**Texte d'étude:**
——————

Questions en litige et norme de contrôle

Les demanderesses ont cerné plusieurs questions litigieuses, mais à mon avis, elles se résument comme suit :

  1. Est-ce que l’évaluation de la crédibilité effectuée par la SPR était raisonnable?

  2. Est-ce que l’analyse de la PRI effectuée par la SPR était raisonnable?

[9]  La norme de contrôle applicable aux conclusions de la SPR relatives à la crédibilité est la norme de la décision raisonnable; voir la décision Aguebor c. Canada (Ministre de l’Emploi et de l’Immigration) (1993), 160 N.R. 315 (CAF), au paragraphe 4; Arslan c. Canada (Citoyenneté et Immigration), 2013 CF 252, au paragraphe 30; Aissa c. Canada (Citoyenneté et Immigration), 2014 CF 1156, au paragraphe 56). De même, le caractère raisonnable est la norme de contrôle applicable à l’évaluation de la SPR relative à l’existence d’une PRI (Figueroa c. Canada (Citoyenneté et Immigration), 2016 CF 521, au paragraphe 13; Kayumba c. Canada (Ministre de la Citoyenneté et Immigration), 2010 CF 138, au paragraphe 12).

Analyse

[10]  Les arguments des demanderesses sont longs et répétitifs, et ont une large portée. Plus important encore, ils sous-tendent que la SPR a fait fi des éléments de preuve contradictoires pertinents, soit le rapport de la Dre Vanessa Redditt, docteure en médecine, daté du 13 novembre 2017 (rapport Redditt). Entre autres, le rapport Redditt abordait la préoccupation de la SPR voulant que l’évaluation faite précédemment par la Dre J. Pilowsky, psychologue, datée du 12 septembre 2012 (rapport Pilowsky) conclue à l’existence du syndrome de stress post-traumatique (SSPT) sur la seule foi d’une brève entrevue sans qu’aucun test de dépistage n’ait été effectué. De plus, la conclusion du rapport Redditt, selon laquelle la demanderesse principale souffrait de dépression grave, contredisait la conclusion de la SPR voulant que l’état psychologique de la demanderesse principale ne compromette pas sa pleine participation à l’audience. Le rapport Redditt aurait dû être pris en compte lors de l’évaluation de son témoignage, de sa demande d’asile, et dans l’application du deuxième volet du critère relatif à la PRI. Les demanderesses soutiennent également que la SPR a omis d’examiner et d’appliquer les Directives no 4 du président : Revendicatrices du statut de réfugié craignant d’être persécutées en raison de leur sexe (Directives sur le genre), qui donnent précisément instruction aux commissaires de la CISR d’être sensibles à des questions telles que les agressions sexuelles.

[11]  Les demanderesses affirment en outre que la SPR a de façon déraisonnable reproché à la demanderesse principale de ne pas avoir mentionné dans le récit de son FRP qu’elle avait été violée dans son enfance par son oncle. Les demandes d’asile des demanderesses n’étaient pas fondées sur la crainte de cet oncle. Leurs demandes d’asile étaient fondées sur des faits différents et alléguaient un autre agent de persécution à un moment différent. Au cours du témoignage de la demanderesse principale, la SPR a qualifié cette omission d’« importante ». Pourtant, dans sa décision, la SPR n’a pas expliqué pourquoi cette omission était importante ou pertinente à la crainte de la demanderesse principale relative à la violence conjugale ou à la crainte de voir sa fille subir des mutilations génitales féminines.

——————

**Énoncé 1:**
Selon le texte d'étude, de quoi la demanderesse principale souffrait-elle d'après la conclusion du rapport Redditt ?
**Énoncé 2:**
Dans le texte d'étude, recopiez le passage situé entre « Les demanderesses ont » et « crédibilité effectuée par la SPR était raisonnable? », inclus, en substituant « appréciation de la crédibilité » à « évaluation de la crédibilité ».
Les lignes qui suivent forment un matériau indépendant du texte d'étude.

——————

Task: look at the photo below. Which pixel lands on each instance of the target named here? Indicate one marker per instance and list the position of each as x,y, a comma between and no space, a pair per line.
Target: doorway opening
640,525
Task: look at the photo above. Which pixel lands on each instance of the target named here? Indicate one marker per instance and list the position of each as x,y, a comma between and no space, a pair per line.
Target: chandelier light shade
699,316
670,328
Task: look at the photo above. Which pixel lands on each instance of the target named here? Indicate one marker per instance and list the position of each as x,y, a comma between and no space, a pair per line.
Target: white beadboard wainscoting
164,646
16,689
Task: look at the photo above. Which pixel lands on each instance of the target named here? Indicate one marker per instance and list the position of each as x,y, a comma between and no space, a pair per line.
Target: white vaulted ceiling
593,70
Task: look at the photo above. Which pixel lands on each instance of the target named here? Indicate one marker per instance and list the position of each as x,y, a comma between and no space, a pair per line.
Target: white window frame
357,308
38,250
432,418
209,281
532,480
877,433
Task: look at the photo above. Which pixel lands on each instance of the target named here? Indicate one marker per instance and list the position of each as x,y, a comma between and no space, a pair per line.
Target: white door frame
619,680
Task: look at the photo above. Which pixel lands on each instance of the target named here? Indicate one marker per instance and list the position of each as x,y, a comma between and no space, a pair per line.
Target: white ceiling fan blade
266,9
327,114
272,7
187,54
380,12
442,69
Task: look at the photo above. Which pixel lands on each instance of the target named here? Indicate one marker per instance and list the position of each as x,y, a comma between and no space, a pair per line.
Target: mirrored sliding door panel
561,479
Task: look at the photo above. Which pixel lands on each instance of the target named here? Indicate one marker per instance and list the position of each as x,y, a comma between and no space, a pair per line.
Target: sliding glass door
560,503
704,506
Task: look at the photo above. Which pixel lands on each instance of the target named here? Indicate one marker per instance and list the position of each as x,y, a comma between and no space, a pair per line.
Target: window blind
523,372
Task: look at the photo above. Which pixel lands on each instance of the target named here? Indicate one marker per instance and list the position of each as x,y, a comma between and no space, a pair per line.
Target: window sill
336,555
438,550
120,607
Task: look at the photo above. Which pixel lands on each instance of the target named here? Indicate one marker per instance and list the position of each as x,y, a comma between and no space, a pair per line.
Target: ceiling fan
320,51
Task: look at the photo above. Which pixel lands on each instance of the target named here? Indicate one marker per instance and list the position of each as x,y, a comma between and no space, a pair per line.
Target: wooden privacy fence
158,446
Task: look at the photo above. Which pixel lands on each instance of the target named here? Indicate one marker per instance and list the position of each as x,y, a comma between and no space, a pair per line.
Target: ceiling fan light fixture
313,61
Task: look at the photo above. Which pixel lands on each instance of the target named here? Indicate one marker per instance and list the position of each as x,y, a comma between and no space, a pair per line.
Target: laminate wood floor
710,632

——————

**Résultat de l'exercice 1:**
Elle souffrait de dépression grave.

**Résultat de l'exercice 2:**
Les demanderesses ont cerné plusieurs questions litigieuses, mais à mon avis, elles se résument comme suit :

  1. Est-ce que l’appréciation de la crédibilité effectuée par la SPR était raisonnable?